[Stored records]
......
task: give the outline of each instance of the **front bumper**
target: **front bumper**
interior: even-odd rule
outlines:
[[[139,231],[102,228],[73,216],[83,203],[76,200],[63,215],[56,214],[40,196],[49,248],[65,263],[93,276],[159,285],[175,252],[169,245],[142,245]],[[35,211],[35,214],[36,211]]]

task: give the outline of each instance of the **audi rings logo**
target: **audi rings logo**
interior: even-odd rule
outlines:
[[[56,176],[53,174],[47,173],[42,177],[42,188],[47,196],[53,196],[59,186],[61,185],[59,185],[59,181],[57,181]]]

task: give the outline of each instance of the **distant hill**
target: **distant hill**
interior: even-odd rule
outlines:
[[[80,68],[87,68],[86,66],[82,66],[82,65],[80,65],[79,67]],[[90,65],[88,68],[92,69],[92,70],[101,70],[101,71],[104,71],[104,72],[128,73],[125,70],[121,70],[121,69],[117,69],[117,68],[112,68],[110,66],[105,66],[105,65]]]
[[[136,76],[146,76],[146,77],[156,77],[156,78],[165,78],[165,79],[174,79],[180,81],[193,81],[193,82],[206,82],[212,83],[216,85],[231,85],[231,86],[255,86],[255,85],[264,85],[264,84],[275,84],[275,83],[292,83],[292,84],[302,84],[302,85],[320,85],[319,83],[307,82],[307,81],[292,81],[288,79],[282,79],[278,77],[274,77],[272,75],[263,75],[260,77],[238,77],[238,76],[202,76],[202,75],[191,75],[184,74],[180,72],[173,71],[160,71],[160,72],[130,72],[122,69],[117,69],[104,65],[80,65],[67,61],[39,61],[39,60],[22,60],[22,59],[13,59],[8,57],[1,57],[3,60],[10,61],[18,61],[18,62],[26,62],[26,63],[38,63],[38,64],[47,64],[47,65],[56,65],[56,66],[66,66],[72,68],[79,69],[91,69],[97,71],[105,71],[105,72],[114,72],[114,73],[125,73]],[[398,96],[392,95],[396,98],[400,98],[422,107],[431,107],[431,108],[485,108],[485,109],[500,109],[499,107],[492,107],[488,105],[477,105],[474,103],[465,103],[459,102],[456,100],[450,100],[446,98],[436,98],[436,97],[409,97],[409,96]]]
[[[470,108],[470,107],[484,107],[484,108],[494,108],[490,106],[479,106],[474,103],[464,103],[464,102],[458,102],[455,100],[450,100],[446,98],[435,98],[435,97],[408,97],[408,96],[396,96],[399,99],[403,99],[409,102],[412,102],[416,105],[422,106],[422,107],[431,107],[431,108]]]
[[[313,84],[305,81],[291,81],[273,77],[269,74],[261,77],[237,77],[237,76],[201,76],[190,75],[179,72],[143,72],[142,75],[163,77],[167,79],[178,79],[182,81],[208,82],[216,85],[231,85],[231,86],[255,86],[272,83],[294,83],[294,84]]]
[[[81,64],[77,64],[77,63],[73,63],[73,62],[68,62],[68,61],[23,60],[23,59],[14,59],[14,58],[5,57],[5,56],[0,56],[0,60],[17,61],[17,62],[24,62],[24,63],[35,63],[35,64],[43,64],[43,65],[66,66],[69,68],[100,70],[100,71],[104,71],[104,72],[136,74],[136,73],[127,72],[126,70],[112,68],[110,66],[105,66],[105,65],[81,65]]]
......
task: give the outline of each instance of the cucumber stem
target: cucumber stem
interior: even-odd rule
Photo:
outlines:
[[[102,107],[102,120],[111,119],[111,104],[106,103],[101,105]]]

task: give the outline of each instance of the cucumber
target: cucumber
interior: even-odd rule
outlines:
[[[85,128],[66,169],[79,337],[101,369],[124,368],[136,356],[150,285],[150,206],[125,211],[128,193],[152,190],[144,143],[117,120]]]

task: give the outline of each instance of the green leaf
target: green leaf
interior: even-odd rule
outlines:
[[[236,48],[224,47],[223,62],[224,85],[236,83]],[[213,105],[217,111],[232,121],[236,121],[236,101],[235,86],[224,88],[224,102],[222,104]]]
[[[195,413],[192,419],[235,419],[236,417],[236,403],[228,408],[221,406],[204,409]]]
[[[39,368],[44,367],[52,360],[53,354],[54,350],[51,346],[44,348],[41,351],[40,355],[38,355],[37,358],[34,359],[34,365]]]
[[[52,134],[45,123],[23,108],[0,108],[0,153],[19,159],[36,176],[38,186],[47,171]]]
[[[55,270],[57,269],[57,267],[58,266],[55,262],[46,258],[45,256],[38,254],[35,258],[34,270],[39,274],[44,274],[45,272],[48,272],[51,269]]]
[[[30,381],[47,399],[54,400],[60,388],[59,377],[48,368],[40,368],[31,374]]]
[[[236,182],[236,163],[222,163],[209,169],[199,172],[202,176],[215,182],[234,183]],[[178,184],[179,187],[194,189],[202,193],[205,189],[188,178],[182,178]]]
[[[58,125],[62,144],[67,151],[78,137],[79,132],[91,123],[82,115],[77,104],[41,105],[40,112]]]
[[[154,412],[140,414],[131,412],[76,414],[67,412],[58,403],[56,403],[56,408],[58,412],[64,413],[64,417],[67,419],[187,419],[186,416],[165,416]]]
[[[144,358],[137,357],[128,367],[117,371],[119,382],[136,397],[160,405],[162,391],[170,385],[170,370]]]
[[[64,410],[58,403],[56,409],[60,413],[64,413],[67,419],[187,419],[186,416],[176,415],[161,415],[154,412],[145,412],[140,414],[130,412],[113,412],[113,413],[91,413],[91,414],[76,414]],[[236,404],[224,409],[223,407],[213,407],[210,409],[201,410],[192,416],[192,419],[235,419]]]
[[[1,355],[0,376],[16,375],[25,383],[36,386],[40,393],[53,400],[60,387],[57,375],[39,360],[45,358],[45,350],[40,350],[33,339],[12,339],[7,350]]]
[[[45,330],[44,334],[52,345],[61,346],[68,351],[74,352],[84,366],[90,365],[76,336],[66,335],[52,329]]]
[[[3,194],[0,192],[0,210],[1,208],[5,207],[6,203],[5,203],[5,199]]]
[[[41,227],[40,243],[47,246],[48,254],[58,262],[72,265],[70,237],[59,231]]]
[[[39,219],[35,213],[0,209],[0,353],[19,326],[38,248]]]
......
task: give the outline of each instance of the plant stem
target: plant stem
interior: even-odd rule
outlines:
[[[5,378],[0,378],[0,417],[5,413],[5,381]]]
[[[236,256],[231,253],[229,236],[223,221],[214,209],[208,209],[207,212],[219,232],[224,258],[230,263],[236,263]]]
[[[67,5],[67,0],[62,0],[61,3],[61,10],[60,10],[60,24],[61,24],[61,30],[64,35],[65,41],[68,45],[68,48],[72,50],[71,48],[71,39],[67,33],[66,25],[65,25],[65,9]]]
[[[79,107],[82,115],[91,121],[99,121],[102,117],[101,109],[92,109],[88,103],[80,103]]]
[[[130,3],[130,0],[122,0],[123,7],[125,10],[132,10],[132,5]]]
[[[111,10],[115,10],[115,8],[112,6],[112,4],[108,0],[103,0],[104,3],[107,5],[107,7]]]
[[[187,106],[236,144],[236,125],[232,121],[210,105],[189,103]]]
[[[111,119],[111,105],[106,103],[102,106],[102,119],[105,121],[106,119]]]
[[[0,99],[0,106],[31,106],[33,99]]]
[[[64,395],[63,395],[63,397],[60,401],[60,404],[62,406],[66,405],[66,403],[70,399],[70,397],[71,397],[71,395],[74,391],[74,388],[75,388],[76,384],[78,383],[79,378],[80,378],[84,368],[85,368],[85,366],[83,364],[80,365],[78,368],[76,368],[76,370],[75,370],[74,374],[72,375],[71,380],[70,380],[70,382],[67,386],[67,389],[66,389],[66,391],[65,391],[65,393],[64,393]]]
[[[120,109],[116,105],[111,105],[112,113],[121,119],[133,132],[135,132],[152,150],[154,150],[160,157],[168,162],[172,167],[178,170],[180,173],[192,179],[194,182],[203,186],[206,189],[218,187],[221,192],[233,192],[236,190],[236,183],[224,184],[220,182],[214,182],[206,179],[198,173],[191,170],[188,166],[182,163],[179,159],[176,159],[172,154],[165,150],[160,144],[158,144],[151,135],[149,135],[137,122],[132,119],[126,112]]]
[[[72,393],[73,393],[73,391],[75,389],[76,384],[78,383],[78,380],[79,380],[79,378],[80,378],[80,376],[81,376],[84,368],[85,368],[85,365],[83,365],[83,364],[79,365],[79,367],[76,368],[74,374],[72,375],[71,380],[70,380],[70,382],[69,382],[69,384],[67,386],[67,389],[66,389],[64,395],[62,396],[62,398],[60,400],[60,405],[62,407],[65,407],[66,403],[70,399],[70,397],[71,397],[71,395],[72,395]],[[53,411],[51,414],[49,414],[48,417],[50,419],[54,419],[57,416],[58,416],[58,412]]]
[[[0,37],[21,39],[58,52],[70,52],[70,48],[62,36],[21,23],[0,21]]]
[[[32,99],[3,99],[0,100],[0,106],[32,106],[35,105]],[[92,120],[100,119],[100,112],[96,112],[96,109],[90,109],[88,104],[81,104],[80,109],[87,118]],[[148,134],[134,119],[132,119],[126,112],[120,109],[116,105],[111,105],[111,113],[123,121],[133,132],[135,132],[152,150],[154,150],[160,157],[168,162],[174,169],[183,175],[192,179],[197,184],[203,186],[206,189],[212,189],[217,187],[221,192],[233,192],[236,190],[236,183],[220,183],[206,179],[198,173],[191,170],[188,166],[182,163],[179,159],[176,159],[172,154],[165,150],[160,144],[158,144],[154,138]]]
......
ASSIGNMENT — Pick each line holding the word "target" out of the data and copy it.

EXPECTED ANSWER —
target: **front bumper**
target: **audi rings logo**
target: **distant hill**
target: cucumber stem
target: cucumber
target: green leaf
target: plant stem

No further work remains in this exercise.